Problem description :: Restate the entries word for word, omitting nothing.

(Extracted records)
- - - -
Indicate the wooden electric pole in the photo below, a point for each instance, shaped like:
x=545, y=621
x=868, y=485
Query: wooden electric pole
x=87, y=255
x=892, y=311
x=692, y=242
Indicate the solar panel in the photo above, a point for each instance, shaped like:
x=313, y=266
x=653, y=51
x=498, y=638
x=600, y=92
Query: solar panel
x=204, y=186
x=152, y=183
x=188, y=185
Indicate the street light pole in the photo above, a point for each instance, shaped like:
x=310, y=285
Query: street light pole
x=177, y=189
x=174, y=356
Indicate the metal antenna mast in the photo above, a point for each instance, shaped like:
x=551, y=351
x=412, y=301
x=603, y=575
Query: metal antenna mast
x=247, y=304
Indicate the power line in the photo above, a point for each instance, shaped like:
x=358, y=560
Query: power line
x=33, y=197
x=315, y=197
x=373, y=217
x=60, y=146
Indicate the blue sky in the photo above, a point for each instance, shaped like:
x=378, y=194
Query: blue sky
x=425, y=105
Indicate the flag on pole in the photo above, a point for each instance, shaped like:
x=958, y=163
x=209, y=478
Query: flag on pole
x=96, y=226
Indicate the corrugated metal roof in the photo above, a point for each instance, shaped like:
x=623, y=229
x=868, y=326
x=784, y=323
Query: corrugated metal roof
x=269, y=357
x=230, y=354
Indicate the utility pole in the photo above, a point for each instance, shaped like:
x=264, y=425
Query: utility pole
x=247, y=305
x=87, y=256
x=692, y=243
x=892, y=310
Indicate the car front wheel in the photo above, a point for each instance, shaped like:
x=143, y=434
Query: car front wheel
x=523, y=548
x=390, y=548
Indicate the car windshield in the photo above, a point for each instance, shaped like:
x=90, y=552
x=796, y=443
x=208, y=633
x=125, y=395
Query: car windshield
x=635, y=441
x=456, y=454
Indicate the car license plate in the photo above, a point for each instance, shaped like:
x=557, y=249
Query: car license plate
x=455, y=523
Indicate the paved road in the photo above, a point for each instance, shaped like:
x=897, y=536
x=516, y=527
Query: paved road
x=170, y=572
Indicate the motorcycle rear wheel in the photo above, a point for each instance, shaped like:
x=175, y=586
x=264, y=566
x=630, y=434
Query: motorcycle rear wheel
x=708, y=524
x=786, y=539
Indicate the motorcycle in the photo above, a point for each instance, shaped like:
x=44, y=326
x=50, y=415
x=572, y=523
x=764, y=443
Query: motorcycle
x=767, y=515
- - - -
Task solution ::
Indicate the wooden electric pole in the photo below, a point for each instance, shaped like:
x=545, y=621
x=868, y=485
Query: wooden electric pole
x=87, y=255
x=892, y=311
x=692, y=242
Indicate the solar panel in the photo above, a point for each instance, shaped like:
x=313, y=266
x=653, y=51
x=498, y=638
x=600, y=92
Query: solar panel
x=204, y=186
x=152, y=183
x=188, y=185
Indicate the street light pole in the photo above, a point for each instance, shaped like:
x=310, y=285
Query: street light pole
x=177, y=189
x=174, y=356
Indicate the metal antenna mast in the photo above, a point for each instance, shaped like:
x=551, y=351
x=412, y=301
x=603, y=575
Query: metal antenna mast
x=247, y=304
Indicate the power line in the photo above, a point for each instance, shaped like:
x=358, y=560
Query: power line
x=33, y=197
x=315, y=197
x=373, y=217
x=60, y=146
Indicate the blue sky in the photo above, a point for each instance, shaped like:
x=378, y=194
Query: blue sky
x=425, y=105
Indicate the flag on pole in the photo above, a point for each instance, shaped like:
x=958, y=163
x=209, y=478
Query: flag on pole
x=96, y=226
Indicate the corrugated metal roof in the photo above, a point for each instance, shaped like:
x=623, y=229
x=868, y=326
x=784, y=323
Query: corrugated metal roof
x=269, y=357
x=230, y=354
Indicate the utility pole in the photo above, a point for each instance, shaped like:
x=264, y=425
Query: utility pole
x=247, y=305
x=87, y=256
x=692, y=243
x=892, y=310
Indicate the car front wheel in the photo above, a point for each instance, shaped like:
x=143, y=434
Query: car front wheel
x=523, y=548
x=390, y=548
Indicate the car windshield in the photo above, a point for each instance, shaped like:
x=90, y=552
x=796, y=443
x=208, y=633
x=125, y=395
Query: car windshield
x=635, y=441
x=456, y=454
Indicate the car license plate in the photo above, a point for each instance, shaped like:
x=557, y=249
Query: car license plate
x=455, y=523
Indicate the paved road in the photo above, a point for each instance, shaped like:
x=897, y=536
x=516, y=527
Query: paved road
x=170, y=572
Indicate the motorcycle rear wheel in the photo above, a point for each instance, shaped like:
x=175, y=586
x=264, y=566
x=630, y=434
Query: motorcycle rear wheel
x=708, y=524
x=786, y=539
Indicate the motorcycle in the photo above, a point for each instance, shaped like:
x=44, y=326
x=50, y=415
x=572, y=523
x=764, y=443
Query: motorcycle
x=767, y=515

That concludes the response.